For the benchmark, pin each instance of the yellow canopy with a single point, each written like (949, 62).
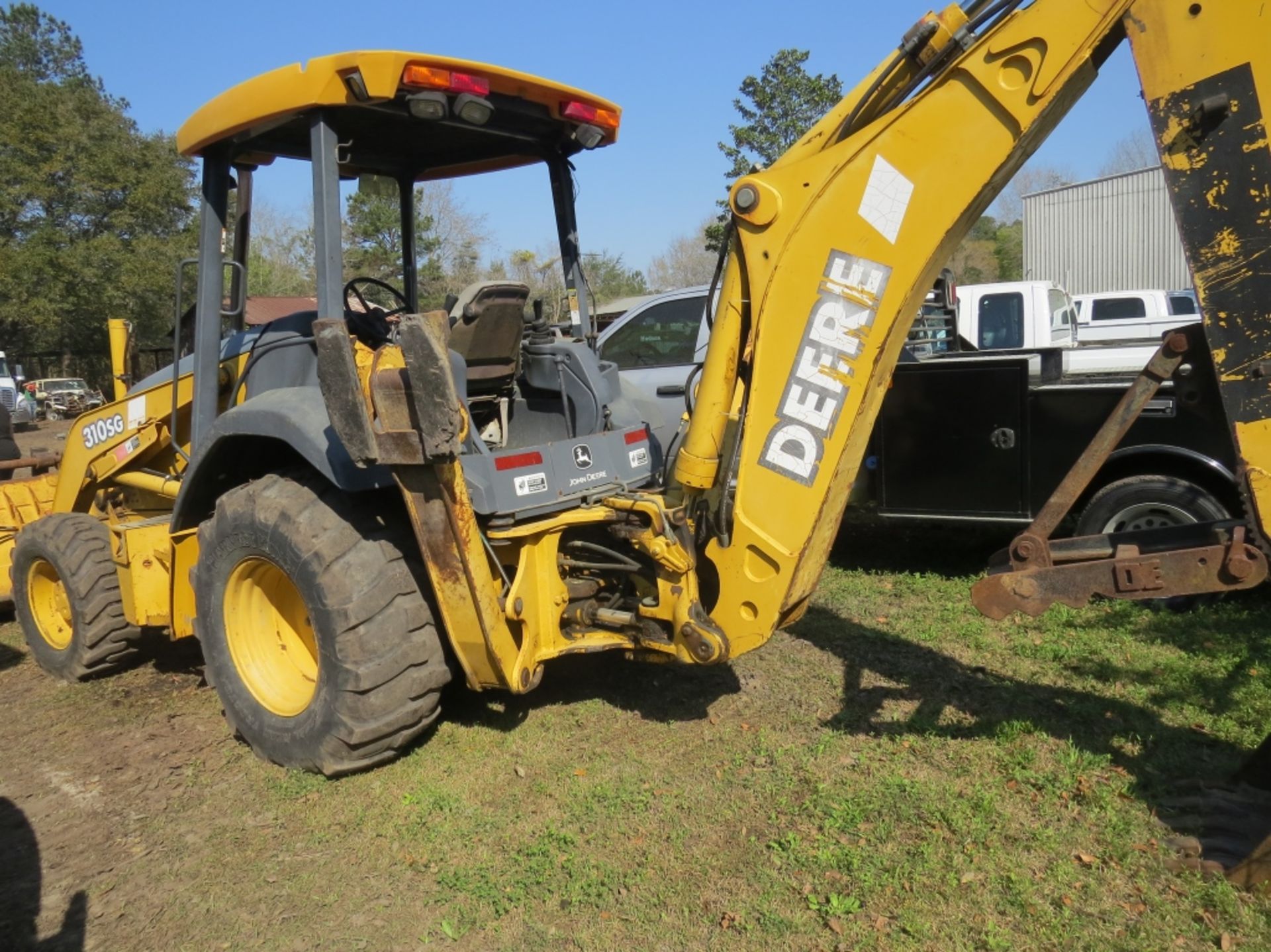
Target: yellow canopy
(252, 112)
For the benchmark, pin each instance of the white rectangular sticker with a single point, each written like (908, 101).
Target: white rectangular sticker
(532, 483)
(886, 199)
(136, 412)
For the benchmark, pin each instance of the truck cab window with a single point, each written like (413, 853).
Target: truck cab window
(1059, 308)
(664, 336)
(1117, 309)
(1182, 304)
(1002, 320)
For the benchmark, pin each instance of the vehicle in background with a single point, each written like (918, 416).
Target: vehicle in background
(1133, 316)
(975, 432)
(22, 412)
(1016, 314)
(1026, 316)
(65, 398)
(656, 345)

**Aim of the task**
Copy the rows from the line containing "For the benchmark, pin each instance of the truck" through the end of the rows, keeping that line, and shift every coordinate in the answer points up by 88. Leave every other line and number unchanged.

**Written solution**
For the benchmark, pin each instance of the truck cab window with a single point, each written like (413, 853).
Target: truck cab window
(1147, 396)
(752, 424)
(1205, 397)
(1270, 392)
(1090, 408)
For the benchmark, pin each instance of the vehicle in background with a single point, each written like (918, 416).
Target: vehicle in background
(1221, 404)
(1063, 520)
(110, 500)
(1104, 402)
(1114, 404)
(153, 486)
(744, 433)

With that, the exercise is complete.